══ EXTRAIT À LIRE ══
Nous entamons dans cette vidéo l’avant dernier chapitre du Lévitique qui va conclure le livre par une série de bénédictions et de malédictions : bénédictions pour ceux qui écoutent, malédictions pour ceux qui refusent d’écouter. Au terme de tout cet ensemble, à Israël de choisir en toute connaissance de cause. Et ça n’est pas si évident ! Ça n’est pas parce que vous dites à un enfant : « Choisis de travailler et tu en récolteras les fruits plus tard » qu’il va choisir de travailler, certains parents en savent quelque chose ! Et c’est d’ailleurs là que se pose l’une des plus mystérieuses questions de l’univers : comme l’homme fait-il, en connaissant les conséquences, pour se fourrer dans des guêpiers invraisemblables alors même qu’il connaît les conséquences de ses actes ? Nous savons très bien que si nous continuons à gaspiller les ressources mondiales au rythme actuel, il ne faudra plus attendre longtemps avant que ne survienne la catastrophe ! Oui, mais non ! Pour l’instant ça tient encore, alors on verra après ! Quand tout se sera effondré, on avisera ! Dit comme ça, ça paraît dément, et pourtant…

Tout ça pour vous dire que ce ch. 26 n’est pas autre chose qu’un appel à la sagesse, comme on en trouvera un, à nouveau, à la fin du Deutéronome au ch. 30 : « Vois, je mets devant toi le bonheur et le malheur, la vie et la mort, choisis la vie ! » Et HaShèM ne choisira pas à la place d’Israël ! Ce qui lui importe n’est pas d’avoir des esclaves à son service, mais des fils LIBRES ! LIBRES, c’est-à-dire SAINTS. J’aime bien personnellement cette vision du MiDRaSh TaNH.ouMaH qui fait ce petit récit pour expliquer ce que représente en définitive la ToRaH : C’est comme un homme qui tombe du pont d’un bateau dans la mer. Le capitaine lui lance alors une corde et lui dit : « Accroche-toi bien ! Ne lâche pas ! Si tu lâches, tu perdras la vie. » Eh bien : la ToRaH, c’est la corde de vie, ou la ligne de vie si on préfère du peuple juif. S’il s’y accroche fidèlement, les Fils d’Israël vivront ; s’ils l’abandonnent et l’ignorent, ils périront. Du coup, les bénédictions comme les malédictions sont remises au choix qu’ils font de tenir ou de lâcher cette ligne. Mieux que ça : ils sont OBLIGÉS de choisir ! Ils sont obligés d’être libres, et ça n’est pas le moindre des paradoxes que de comprendre que, du point de vue de HaShèM, l’homme n’est pas libre d’être libre !!!
═══
» **CONSIGNE A**
Dans le commentaire sur le Lévitique, relevez chacune des phrases que le capitaine adresse à l'homme tombé à la mer.
» **CONSIGNE B**
Prolongez le commentaire sur le Lévitique à partir de sa dernière phrase, dans le même ton.
══ DONNÉES EXTRAITES ══
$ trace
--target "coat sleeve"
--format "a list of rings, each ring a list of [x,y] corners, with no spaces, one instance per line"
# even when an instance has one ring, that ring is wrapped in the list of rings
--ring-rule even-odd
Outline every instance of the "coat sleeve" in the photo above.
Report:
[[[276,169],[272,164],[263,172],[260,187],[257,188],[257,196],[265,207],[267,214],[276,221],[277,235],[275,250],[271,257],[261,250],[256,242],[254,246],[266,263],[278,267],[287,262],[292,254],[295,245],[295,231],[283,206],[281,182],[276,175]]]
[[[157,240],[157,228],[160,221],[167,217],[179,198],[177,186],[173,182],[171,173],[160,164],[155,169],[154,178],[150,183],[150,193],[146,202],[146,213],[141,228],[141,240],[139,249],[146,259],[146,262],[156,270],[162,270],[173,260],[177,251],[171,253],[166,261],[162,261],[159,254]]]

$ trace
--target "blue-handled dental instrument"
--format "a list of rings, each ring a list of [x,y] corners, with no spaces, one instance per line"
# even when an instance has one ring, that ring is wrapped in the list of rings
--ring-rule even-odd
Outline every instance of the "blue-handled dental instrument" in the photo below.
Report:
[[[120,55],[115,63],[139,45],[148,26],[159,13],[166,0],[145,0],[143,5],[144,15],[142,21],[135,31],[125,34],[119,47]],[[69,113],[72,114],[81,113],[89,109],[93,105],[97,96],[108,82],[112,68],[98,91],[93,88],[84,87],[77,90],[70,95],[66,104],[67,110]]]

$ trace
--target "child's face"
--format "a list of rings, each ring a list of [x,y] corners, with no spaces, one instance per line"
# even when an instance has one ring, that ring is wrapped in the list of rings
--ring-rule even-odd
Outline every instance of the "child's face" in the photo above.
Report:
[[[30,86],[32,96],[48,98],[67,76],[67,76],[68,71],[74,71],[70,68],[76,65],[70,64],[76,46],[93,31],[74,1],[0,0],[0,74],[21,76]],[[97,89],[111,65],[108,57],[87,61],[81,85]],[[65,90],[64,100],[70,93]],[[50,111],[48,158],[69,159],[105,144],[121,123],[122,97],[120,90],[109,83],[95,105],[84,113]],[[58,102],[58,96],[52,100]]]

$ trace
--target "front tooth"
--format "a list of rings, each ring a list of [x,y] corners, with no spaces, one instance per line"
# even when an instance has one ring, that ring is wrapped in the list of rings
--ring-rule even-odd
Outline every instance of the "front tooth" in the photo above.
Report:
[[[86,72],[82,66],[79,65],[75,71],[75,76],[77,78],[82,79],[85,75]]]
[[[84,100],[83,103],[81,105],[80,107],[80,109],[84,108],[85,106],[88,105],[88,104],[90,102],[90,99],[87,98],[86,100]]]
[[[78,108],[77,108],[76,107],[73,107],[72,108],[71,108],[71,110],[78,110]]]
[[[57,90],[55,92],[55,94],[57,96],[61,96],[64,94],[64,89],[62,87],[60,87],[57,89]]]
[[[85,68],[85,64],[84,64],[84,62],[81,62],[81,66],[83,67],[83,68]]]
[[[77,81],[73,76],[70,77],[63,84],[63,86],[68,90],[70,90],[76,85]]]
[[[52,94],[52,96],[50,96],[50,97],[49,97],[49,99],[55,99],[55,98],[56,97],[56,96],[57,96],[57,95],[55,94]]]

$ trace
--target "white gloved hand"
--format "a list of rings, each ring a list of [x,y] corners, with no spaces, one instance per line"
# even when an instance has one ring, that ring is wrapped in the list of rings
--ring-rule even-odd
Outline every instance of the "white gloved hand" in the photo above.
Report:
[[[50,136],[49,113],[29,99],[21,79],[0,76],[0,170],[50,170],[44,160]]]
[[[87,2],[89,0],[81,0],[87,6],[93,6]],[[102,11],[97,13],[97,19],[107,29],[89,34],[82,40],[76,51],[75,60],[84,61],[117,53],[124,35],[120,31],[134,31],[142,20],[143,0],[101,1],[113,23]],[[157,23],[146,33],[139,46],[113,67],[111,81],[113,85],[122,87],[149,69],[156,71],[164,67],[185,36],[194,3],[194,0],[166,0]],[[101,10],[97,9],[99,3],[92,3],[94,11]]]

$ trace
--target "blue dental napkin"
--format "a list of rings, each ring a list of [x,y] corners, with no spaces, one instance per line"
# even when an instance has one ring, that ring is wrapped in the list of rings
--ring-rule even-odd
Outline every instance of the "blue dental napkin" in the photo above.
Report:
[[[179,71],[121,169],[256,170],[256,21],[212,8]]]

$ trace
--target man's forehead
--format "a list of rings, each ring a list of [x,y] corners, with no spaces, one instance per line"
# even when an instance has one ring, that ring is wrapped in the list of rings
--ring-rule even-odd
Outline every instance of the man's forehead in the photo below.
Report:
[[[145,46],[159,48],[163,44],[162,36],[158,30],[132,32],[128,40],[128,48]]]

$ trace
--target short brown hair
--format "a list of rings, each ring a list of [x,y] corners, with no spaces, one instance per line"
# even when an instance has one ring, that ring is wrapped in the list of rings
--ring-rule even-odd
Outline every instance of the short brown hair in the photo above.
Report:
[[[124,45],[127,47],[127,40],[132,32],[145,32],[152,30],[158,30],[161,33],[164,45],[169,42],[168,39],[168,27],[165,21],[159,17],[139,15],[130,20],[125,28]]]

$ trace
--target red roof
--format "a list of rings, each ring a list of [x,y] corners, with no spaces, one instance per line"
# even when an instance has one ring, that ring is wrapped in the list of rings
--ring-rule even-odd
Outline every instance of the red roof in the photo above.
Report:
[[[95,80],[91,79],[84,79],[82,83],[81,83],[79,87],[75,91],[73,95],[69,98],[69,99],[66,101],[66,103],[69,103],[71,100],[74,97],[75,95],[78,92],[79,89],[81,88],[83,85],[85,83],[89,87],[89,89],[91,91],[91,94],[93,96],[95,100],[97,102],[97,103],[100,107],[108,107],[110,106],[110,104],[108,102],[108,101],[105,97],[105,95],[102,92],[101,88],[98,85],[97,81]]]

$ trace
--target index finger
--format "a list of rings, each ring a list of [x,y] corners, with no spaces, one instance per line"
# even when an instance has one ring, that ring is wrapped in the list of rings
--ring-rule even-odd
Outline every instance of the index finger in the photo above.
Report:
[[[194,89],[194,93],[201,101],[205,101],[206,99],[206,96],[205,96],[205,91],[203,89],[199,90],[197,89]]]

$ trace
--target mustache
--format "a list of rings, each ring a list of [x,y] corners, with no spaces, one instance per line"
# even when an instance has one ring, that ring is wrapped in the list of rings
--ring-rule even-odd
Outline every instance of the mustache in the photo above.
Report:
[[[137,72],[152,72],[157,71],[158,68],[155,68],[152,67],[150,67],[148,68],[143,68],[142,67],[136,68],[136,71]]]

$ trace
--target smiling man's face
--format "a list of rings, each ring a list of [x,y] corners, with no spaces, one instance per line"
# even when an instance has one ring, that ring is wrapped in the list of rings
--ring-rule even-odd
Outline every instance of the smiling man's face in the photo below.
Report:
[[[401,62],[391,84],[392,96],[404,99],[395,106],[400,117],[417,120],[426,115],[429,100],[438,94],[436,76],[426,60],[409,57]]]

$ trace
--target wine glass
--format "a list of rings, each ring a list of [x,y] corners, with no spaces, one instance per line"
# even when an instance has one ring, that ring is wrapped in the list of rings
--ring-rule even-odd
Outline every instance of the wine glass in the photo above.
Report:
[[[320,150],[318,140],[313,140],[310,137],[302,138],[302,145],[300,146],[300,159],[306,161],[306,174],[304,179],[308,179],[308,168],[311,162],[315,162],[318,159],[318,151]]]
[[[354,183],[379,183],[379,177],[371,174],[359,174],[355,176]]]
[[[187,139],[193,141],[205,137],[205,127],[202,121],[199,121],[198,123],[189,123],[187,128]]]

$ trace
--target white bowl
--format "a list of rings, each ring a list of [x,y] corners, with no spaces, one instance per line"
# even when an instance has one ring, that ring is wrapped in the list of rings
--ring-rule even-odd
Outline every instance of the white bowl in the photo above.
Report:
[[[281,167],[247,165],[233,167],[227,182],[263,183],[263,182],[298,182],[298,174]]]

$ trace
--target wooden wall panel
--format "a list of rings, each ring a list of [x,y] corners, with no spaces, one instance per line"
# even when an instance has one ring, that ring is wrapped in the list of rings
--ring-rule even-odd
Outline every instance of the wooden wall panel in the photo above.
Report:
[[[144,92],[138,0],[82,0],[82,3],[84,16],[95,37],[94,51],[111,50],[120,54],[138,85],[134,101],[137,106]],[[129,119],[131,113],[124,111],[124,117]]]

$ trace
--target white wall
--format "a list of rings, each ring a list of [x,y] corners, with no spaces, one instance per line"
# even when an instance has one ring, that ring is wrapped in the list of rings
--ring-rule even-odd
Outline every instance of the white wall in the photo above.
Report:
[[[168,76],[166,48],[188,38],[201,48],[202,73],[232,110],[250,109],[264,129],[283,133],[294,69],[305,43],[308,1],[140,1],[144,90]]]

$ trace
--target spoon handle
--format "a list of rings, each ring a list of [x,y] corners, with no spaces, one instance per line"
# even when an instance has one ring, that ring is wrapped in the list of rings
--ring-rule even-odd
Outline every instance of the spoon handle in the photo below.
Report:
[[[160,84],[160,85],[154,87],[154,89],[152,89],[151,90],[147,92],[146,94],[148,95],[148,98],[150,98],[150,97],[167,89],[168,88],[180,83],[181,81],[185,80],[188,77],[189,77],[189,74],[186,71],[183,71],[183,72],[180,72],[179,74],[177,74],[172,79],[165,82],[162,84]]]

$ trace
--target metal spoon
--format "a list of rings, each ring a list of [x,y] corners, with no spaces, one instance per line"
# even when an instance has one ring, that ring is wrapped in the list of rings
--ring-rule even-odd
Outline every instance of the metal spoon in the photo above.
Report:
═══
» **RÉPONSE RÉDIGÉE A**
« Accroche-toi bien ! »
« Ne lâche pas ! »
« Si tu lâches, tu perdras la vie. »

» **RÉPONSE RÉDIGÉE B**
Donc voilà. Après avoir décliné sur tous les tons ce qui constitue le chemin de la sainteté, le chemin d’une liberté CHARNELLE qui permette la rencontre avec HaShèM, il restait à convoquer le peuple sur ce chemin. C’est l’objet du ch. 26 qui en donne à nouveau le CADRE : si tu marches sur ce chemin, qui s’enfonce dans la profondeur mystérieuse de ce cadre, tu vivras et tu seras béni. Si tu refuses de marcher sur ce chemin et donc si tu sors du cadre, comme IL N’Y A PAS D’AUTRE CHEMIN, tu subiras les conséquences de ton choix, mais tu ne pourras pas invoquer le fait que tu ne savais pas. Tu SAVAIS, mais tu n’y CROYAIS pas… C’est toujours la même chose : sur tous les paquets de cigarette est écrit : « Fumer tue ». Tout le monde le sait, mais les fumeurs n’y croient pas.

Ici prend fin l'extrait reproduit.